BEGIN EXTRACTED DATA
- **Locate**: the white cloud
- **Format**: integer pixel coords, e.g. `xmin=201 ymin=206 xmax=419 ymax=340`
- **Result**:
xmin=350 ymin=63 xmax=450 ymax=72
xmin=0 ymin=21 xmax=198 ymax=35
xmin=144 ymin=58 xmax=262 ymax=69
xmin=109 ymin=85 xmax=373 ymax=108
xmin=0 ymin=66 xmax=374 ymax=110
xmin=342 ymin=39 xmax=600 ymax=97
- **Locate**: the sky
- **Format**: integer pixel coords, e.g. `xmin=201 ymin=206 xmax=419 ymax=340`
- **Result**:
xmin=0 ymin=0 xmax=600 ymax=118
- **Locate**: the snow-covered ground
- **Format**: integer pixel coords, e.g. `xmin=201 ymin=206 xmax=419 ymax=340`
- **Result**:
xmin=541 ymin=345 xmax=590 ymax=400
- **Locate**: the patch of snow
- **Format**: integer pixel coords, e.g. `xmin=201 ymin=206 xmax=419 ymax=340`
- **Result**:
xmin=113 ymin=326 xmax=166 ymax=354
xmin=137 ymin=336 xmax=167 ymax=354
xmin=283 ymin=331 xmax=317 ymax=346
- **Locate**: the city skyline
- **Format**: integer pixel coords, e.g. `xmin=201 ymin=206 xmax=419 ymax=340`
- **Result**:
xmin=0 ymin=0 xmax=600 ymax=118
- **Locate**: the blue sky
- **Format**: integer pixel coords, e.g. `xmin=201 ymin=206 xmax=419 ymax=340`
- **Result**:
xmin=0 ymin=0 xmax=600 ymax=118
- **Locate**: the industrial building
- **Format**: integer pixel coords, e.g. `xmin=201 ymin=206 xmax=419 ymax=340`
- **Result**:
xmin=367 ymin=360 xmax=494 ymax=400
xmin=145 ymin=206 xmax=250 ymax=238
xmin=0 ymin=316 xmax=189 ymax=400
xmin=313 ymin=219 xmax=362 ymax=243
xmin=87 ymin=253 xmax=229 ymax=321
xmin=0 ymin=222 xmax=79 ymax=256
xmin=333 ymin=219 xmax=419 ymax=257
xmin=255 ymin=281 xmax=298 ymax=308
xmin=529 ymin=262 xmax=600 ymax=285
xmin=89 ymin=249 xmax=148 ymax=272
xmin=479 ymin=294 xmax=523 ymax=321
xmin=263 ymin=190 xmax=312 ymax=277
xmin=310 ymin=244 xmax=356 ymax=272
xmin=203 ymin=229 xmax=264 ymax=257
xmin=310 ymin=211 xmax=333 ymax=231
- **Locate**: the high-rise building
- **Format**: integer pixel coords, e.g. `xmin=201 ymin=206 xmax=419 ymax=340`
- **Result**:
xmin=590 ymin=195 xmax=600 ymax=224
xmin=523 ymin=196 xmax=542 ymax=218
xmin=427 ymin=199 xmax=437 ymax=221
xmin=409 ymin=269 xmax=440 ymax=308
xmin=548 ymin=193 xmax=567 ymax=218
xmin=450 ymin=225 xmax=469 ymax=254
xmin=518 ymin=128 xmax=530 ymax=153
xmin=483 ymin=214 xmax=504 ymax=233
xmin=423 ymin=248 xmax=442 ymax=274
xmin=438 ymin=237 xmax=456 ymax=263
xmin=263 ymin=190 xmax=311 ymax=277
END EXTRACTED DATA
▸ EXERCISE DETAILS:
Please update the items, starting at the line that has "- **Locate**: the snow-covered ground" and stopping after the last of the items, so that "building" reads "structure" and nothing else changes.

▸ WRITTEN ANSWER:
- **Locate**: the snow-covered ground
- **Format**: integer pixel coords, e.g. `xmin=201 ymin=206 xmax=419 ymax=340`
- **Result**:
xmin=541 ymin=345 xmax=590 ymax=400
- **Locate**: the patch of snow
- **Format**: integer pixel coords, e.g. `xmin=201 ymin=206 xmax=419 ymax=340`
- **Result**:
xmin=113 ymin=326 xmax=166 ymax=354
xmin=137 ymin=336 xmax=167 ymax=354
xmin=283 ymin=331 xmax=317 ymax=346
- **Locate**: the city skyline
- **Format**: integer pixel coords, e.g. `xmin=201 ymin=206 xmax=419 ymax=340`
- **Result**:
xmin=0 ymin=0 xmax=600 ymax=118
- **Locate**: the blue sky
- **Format**: integer pixel coords, e.g. `xmin=201 ymin=206 xmax=419 ymax=340`
- **Result**:
xmin=0 ymin=0 xmax=600 ymax=118
- **Locate**: the industrial structure
- **Format**: integer pixel coords, e.g. `xmin=201 ymin=206 xmax=419 ymax=340`
- **Result**:
xmin=367 ymin=360 xmax=494 ymax=400
xmin=145 ymin=206 xmax=250 ymax=238
xmin=0 ymin=316 xmax=189 ymax=400
xmin=313 ymin=219 xmax=362 ymax=243
xmin=87 ymin=253 xmax=229 ymax=321
xmin=0 ymin=222 xmax=79 ymax=256
xmin=333 ymin=219 xmax=419 ymax=257
xmin=255 ymin=281 xmax=298 ymax=308
xmin=529 ymin=262 xmax=600 ymax=285
xmin=89 ymin=249 xmax=148 ymax=272
xmin=479 ymin=294 xmax=523 ymax=321
xmin=263 ymin=190 xmax=312 ymax=277
xmin=310 ymin=244 xmax=356 ymax=272
xmin=203 ymin=229 xmax=264 ymax=257
xmin=310 ymin=211 xmax=333 ymax=231
- **Locate**: the high-rise structure
- **Format**: integer pixel coords, e.g. `xmin=201 ymin=206 xmax=419 ymax=340`
- **Result**:
xmin=590 ymin=195 xmax=600 ymax=224
xmin=523 ymin=196 xmax=542 ymax=218
xmin=427 ymin=199 xmax=437 ymax=221
xmin=409 ymin=269 xmax=440 ymax=308
xmin=548 ymin=193 xmax=567 ymax=218
xmin=450 ymin=225 xmax=469 ymax=254
xmin=518 ymin=128 xmax=530 ymax=153
xmin=483 ymin=214 xmax=504 ymax=233
xmin=423 ymin=248 xmax=442 ymax=274
xmin=438 ymin=237 xmax=456 ymax=263
xmin=263 ymin=190 xmax=311 ymax=277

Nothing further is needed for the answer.